▸ **PROBLEM SET**:
a. Answer these questions about the excerpt on search metrics, using only what it states:
(i) What three causes of high bounce rates does it list?
(ii) Which metrics does it say indicate how much people engage with a site?
(iii) Which tool does it say was used as an overview to fix many mistakes?
b. Extract every line of the rows that contains the string "wave". Case counts.

▸ **PAGE**:
++++++++++
In the second place, there is the bounce rate, which indicates if the user clicks and immediately leaves your site. High bounce rates stem from poor UI and UX, short content, or misleading titles. The lower, the better as search engines mark it as not relevant content.

 

Lastly, there are metrics of dwell time, session duration, and pages viewed per session. These indicate how much people engage with your site. Ideally, these should be as long and as much as possible, making visitors stay forever and ever. Yeah, maybe those were not the best metrics to design the internet upon, looking at the state of addictive social media, especially.

 

Which are other crucial things to consider when working as a multidisciplinary team of developers, creatives, and operations? Let me list them out quickly.

 

  • Load content fast: this can change according to who renders the HTML. Be sure to check if you will use a client, server, cache, or CDN solution. Each of them has pros and cons that will require a separate article.
  • Ensure that your site structure follows a logical hierarchy: think of how you organize your content on your website like a mind map. Every page on your site should have inbound and outbound internal links to avoid orphan pages. Site structure helps search engines crawl more efficiently, but it can get tricky with blog posts, category pages, or product pages.
  • Run scheduled audits on your sites: We used the Ahrefs tool as an overview to fix many of our mistakes as 404’s. With an audit tool, you can review issues in detail and learn how to fix them.
++++++++++
▸ **GIVEN INFORMATION**:

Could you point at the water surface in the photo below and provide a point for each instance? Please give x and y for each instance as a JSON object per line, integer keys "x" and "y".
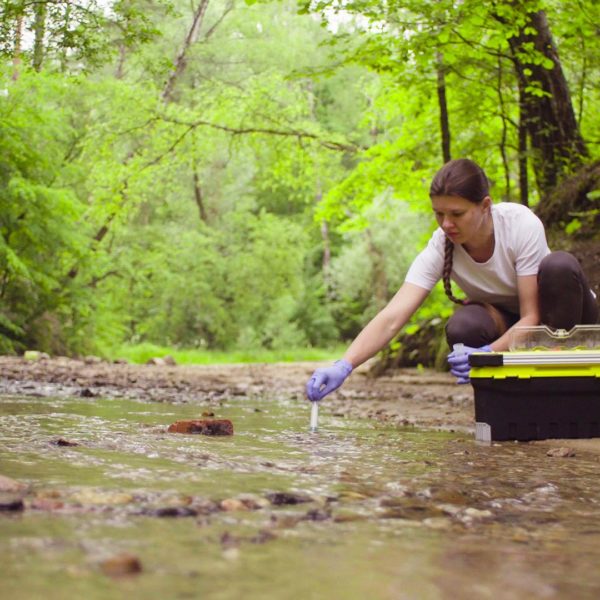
{"x": 389, "y": 513}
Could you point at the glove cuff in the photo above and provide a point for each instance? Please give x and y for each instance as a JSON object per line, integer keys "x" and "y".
{"x": 346, "y": 366}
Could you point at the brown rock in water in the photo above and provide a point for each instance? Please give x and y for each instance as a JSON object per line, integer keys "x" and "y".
{"x": 63, "y": 442}
{"x": 121, "y": 564}
{"x": 11, "y": 485}
{"x": 561, "y": 452}
{"x": 11, "y": 503}
{"x": 203, "y": 426}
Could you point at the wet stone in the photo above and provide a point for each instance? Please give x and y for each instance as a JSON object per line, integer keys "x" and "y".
{"x": 562, "y": 452}
{"x": 317, "y": 514}
{"x": 287, "y": 498}
{"x": 121, "y": 565}
{"x": 64, "y": 443}
{"x": 11, "y": 503}
{"x": 11, "y": 485}
{"x": 172, "y": 511}
{"x": 203, "y": 427}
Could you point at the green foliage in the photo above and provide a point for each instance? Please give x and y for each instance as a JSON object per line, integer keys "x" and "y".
{"x": 142, "y": 353}
{"x": 204, "y": 218}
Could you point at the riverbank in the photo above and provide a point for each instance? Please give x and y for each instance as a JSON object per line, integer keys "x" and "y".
{"x": 406, "y": 397}
{"x": 423, "y": 398}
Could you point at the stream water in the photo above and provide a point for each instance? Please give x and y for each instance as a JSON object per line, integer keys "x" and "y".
{"x": 356, "y": 510}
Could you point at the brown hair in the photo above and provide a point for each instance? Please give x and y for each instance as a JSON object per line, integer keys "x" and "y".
{"x": 464, "y": 178}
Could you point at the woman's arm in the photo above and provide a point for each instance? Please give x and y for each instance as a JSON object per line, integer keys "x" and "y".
{"x": 528, "y": 309}
{"x": 386, "y": 324}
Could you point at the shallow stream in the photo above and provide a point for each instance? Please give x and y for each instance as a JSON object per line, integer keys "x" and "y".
{"x": 356, "y": 510}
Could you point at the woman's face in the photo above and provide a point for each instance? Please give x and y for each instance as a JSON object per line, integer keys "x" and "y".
{"x": 462, "y": 221}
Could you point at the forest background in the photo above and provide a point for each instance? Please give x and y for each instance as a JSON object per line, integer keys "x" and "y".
{"x": 227, "y": 176}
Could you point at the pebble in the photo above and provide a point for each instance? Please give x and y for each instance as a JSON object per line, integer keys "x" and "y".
{"x": 285, "y": 498}
{"x": 11, "y": 485}
{"x": 121, "y": 564}
{"x": 561, "y": 452}
{"x": 203, "y": 427}
{"x": 93, "y": 497}
{"x": 11, "y": 503}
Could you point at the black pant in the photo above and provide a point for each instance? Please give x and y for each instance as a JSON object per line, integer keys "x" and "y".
{"x": 565, "y": 299}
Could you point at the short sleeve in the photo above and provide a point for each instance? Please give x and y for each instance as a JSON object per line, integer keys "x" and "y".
{"x": 530, "y": 245}
{"x": 426, "y": 270}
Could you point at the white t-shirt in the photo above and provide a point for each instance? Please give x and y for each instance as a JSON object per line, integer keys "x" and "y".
{"x": 520, "y": 245}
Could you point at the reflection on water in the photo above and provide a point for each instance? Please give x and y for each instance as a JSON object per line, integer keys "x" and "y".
{"x": 353, "y": 511}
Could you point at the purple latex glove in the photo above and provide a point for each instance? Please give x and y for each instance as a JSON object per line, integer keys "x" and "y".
{"x": 327, "y": 379}
{"x": 459, "y": 362}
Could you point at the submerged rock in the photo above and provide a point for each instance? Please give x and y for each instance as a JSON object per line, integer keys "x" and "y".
{"x": 63, "y": 442}
{"x": 285, "y": 498}
{"x": 203, "y": 427}
{"x": 562, "y": 452}
{"x": 11, "y": 503}
{"x": 121, "y": 564}
{"x": 11, "y": 485}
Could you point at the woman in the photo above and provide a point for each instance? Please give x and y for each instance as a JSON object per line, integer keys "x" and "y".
{"x": 498, "y": 256}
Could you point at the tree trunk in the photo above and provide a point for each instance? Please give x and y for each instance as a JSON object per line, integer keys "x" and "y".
{"x": 557, "y": 147}
{"x": 378, "y": 274}
{"x": 39, "y": 29}
{"x": 199, "y": 196}
{"x": 522, "y": 133}
{"x": 181, "y": 60}
{"x": 17, "y": 46}
{"x": 444, "y": 121}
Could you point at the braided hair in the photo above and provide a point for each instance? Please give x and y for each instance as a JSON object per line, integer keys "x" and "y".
{"x": 466, "y": 179}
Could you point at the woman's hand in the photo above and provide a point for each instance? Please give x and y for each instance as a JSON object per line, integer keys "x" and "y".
{"x": 327, "y": 379}
{"x": 458, "y": 360}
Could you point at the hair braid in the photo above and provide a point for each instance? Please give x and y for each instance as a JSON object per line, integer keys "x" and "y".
{"x": 448, "y": 257}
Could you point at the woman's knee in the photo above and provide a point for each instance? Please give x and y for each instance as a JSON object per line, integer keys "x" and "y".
{"x": 558, "y": 265}
{"x": 471, "y": 325}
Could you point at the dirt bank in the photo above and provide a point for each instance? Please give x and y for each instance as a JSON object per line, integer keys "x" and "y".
{"x": 408, "y": 396}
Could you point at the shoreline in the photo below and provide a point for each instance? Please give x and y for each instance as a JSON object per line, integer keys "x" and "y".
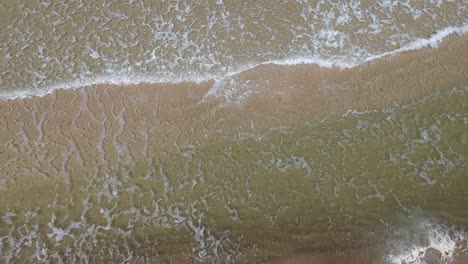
{"x": 77, "y": 141}
{"x": 125, "y": 80}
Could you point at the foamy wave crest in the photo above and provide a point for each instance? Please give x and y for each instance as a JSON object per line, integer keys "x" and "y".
{"x": 133, "y": 79}
{"x": 424, "y": 237}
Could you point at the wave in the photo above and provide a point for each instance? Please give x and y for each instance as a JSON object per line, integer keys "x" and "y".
{"x": 134, "y": 79}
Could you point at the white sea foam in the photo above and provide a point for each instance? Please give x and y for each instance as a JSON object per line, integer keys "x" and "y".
{"x": 118, "y": 78}
{"x": 427, "y": 236}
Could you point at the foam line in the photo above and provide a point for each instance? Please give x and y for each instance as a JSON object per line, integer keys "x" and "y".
{"x": 126, "y": 79}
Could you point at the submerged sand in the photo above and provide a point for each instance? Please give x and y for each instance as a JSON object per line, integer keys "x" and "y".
{"x": 70, "y": 135}
{"x": 71, "y": 132}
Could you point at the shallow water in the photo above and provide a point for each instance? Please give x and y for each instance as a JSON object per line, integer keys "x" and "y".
{"x": 103, "y": 175}
{"x": 393, "y": 179}
{"x": 47, "y": 45}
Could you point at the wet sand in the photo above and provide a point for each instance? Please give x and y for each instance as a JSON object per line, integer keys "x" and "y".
{"x": 104, "y": 126}
{"x": 96, "y": 130}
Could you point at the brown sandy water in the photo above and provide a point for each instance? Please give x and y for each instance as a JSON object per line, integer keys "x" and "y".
{"x": 161, "y": 173}
{"x": 271, "y": 156}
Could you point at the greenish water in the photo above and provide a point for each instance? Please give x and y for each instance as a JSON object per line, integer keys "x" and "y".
{"x": 353, "y": 181}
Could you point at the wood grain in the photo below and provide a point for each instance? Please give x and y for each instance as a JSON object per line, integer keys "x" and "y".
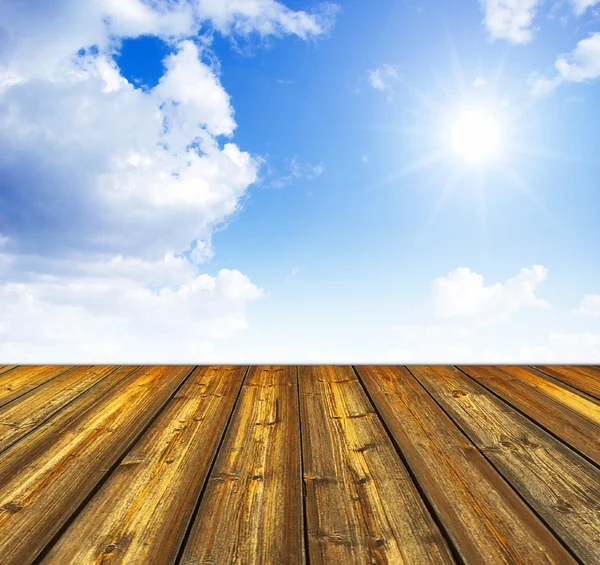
{"x": 158, "y": 483}
{"x": 21, "y": 416}
{"x": 560, "y": 485}
{"x": 585, "y": 379}
{"x": 573, "y": 420}
{"x": 362, "y": 505}
{"x": 20, "y": 380}
{"x": 256, "y": 481}
{"x": 484, "y": 517}
{"x": 50, "y": 472}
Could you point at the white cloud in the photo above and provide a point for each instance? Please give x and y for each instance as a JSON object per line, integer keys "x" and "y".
{"x": 297, "y": 170}
{"x": 581, "y": 65}
{"x": 266, "y": 17}
{"x": 383, "y": 77}
{"x": 580, "y": 6}
{"x": 107, "y": 184}
{"x": 463, "y": 294}
{"x": 590, "y": 306}
{"x": 510, "y": 19}
{"x": 111, "y": 317}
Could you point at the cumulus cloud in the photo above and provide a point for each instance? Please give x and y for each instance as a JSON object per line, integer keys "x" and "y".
{"x": 75, "y": 319}
{"x": 383, "y": 78}
{"x": 109, "y": 194}
{"x": 581, "y": 65}
{"x": 510, "y": 19}
{"x": 590, "y": 306}
{"x": 463, "y": 294}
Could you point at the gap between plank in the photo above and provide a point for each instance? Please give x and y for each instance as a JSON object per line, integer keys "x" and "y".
{"x": 530, "y": 418}
{"x": 536, "y": 514}
{"x": 196, "y": 510}
{"x": 63, "y": 407}
{"x": 428, "y": 504}
{"x": 110, "y": 471}
{"x": 304, "y": 512}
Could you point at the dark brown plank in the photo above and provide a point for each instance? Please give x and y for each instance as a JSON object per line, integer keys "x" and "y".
{"x": 18, "y": 381}
{"x": 141, "y": 513}
{"x": 362, "y": 505}
{"x": 21, "y": 416}
{"x": 572, "y": 417}
{"x": 50, "y": 472}
{"x": 560, "y": 485}
{"x": 251, "y": 511}
{"x": 583, "y": 378}
{"x": 485, "y": 518}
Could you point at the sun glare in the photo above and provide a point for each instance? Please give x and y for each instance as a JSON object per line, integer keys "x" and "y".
{"x": 475, "y": 136}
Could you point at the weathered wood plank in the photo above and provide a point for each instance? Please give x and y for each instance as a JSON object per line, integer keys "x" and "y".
{"x": 362, "y": 505}
{"x": 251, "y": 511}
{"x": 141, "y": 513}
{"x": 21, "y": 416}
{"x": 545, "y": 402}
{"x": 484, "y": 517}
{"x": 560, "y": 485}
{"x": 50, "y": 472}
{"x": 583, "y": 378}
{"x": 18, "y": 381}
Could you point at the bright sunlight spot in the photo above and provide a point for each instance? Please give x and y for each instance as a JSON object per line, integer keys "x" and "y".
{"x": 475, "y": 136}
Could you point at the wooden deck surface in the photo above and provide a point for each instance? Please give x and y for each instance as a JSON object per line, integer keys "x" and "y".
{"x": 319, "y": 465}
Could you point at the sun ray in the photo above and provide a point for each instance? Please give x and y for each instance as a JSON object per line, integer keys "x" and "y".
{"x": 511, "y": 175}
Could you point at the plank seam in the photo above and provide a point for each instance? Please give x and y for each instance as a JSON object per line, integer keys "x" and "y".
{"x": 500, "y": 474}
{"x": 426, "y": 501}
{"x": 304, "y": 510}
{"x": 52, "y": 416}
{"x": 40, "y": 557}
{"x": 37, "y": 386}
{"x": 196, "y": 510}
{"x": 532, "y": 419}
{"x": 551, "y": 378}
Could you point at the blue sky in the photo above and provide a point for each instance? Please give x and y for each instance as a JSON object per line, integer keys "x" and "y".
{"x": 297, "y": 182}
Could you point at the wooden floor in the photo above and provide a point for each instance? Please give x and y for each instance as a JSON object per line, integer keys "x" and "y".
{"x": 293, "y": 465}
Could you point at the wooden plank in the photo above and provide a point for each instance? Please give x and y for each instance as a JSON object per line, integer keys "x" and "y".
{"x": 361, "y": 503}
{"x": 141, "y": 513}
{"x": 21, "y": 416}
{"x": 561, "y": 486}
{"x": 484, "y": 517}
{"x": 49, "y": 473}
{"x": 545, "y": 402}
{"x": 251, "y": 511}
{"x": 18, "y": 381}
{"x": 585, "y": 379}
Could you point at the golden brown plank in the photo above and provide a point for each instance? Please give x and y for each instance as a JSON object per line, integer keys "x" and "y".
{"x": 560, "y": 485}
{"x": 362, "y": 506}
{"x": 50, "y": 472}
{"x": 141, "y": 513}
{"x": 18, "y": 381}
{"x": 484, "y": 517}
{"x": 573, "y": 417}
{"x": 21, "y": 416}
{"x": 583, "y": 378}
{"x": 251, "y": 511}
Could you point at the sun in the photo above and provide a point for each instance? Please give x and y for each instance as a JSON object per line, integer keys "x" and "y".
{"x": 474, "y": 136}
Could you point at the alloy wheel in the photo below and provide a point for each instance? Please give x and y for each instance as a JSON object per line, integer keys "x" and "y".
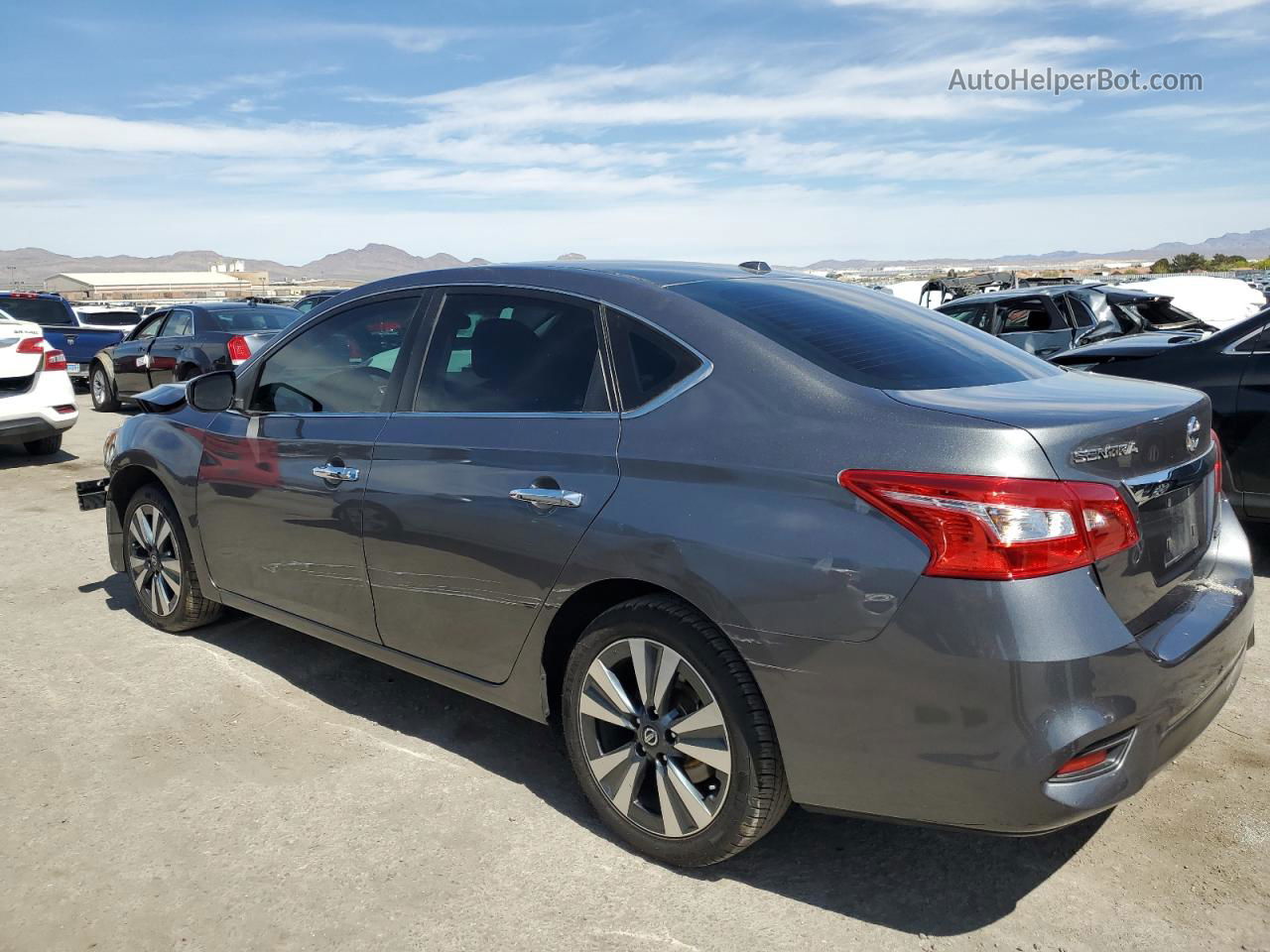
++++++++++
▸ **ANSWER SET**:
a.
(i) Poor UI and UX, short content, and misleading titles.
(ii) Dwell time, session duration, and pages viewed per session.
(iii) The Ahrefs tool.

b.
Could you point at the foamy wave crest in the photo above and provide a point for each instance? Please give x and y for each instance as a JSON object per line, integer keys "x" and "y".
Could you point at the wave in the photo above and provide a point for each instance? Please give x and y for each instance as a JSON object per line, integer keys "x" and "y".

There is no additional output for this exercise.